---- 阅读摘录
POJ_1083_Moving Tables

http://poj.org/problem?id=1083

题意：搬桌子，给出a，b，表示从a搬到b，至少需要多少时间才能完成所有搬运任务
注意：搬出来走廊时，从开始到结束这段时间，所影响到的房间不可以同时作为搬运任务的区间点



贪心代码：

#include <iostream>
#include <iomanip>
#include <fstream>
#include <sstream>
#include <algorithm>
#include <string>
#include <set>
//#include <map>
#include <utility>
#include <queue>
#include <stack>
#include <list>
#include <vector>
#include <cstdio>
#include <cstdlib>
#include <cstring>
#include <cmath>
#include <ctime>
#include <ctype.h>
using namespace std;

struct Room{
    int x, y;
}room[405];
bool hash[405];
bool cmp (Room a, Room b)    //按区间开端x排序，求区间最多覆盖次数
{
    if (a.x == b.x)
        return a.y < b.y;
    return a.x < b.x;
}
int main()
{
    int n, i, t, temp, j, res;
    cin >> t;
    while (t--)
    {
        cin >> n;
        for (i = 0; i < n; i++)
        {
            cin >> room[i].x >> room[i].y;
            if (room[i].x > room[i].y)    //每个区间开端为x，末端为y，y必须大于等于x
            {
                int t = room[i].x;
                room[i].x = room[i].y;
                room[i].y = t;
            }
            if (room[i].x % 2 == 0)//观察图可知，开端x是偶数时，会使得x-1的位置不可用
                room[i].x--;
            if (room[i].y % 2 == 1)//观察图可知，末端y是奇数时，会使得y+1的位置不可用
                room[i].y++;
        }
        /*for (i = 0; i < n; i++)
            cout << room[i].x << ' ' << room[i].y << "-----\n";*/
        sort (room, room+n, cmp);
        res = 0;
        memset (hash, true, sizeof(hash));
        for (i = 0; i < n; i++)
        {
            if (hash[i])    //往下寻找没有被覆盖其他区间
            {
                res++;   //记录被覆盖的区间数
                temp = room[i].y;    //记录临时区间尾
                for (j = i + 1; j < n; j++)
                    if (hash[j])
--------
---- 所给材料
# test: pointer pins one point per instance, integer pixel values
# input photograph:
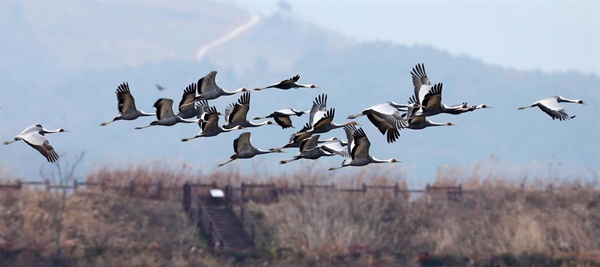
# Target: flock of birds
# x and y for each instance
--------
### 任务要求
根据搬桌子题解，判断下列三个说法是否与原文相符，逐项回答“是”或“否”，并一字不差地引用原文中起决定作用的文字：（a）代码按区间末端y对区间进行排序；（b）程序要求每个区间的末端y大于等于开端x；（c）开端x是偶数时，会使得x+1的位置不可用。

### 书面回答
（a）否：“按区间开端x排序，求区间最多覆盖次数”
（b）是：“每个区间开端为x，末端为y，y必须大于等于x”
（c）否：“开端x是偶数时，会使得x-1的位置不可用”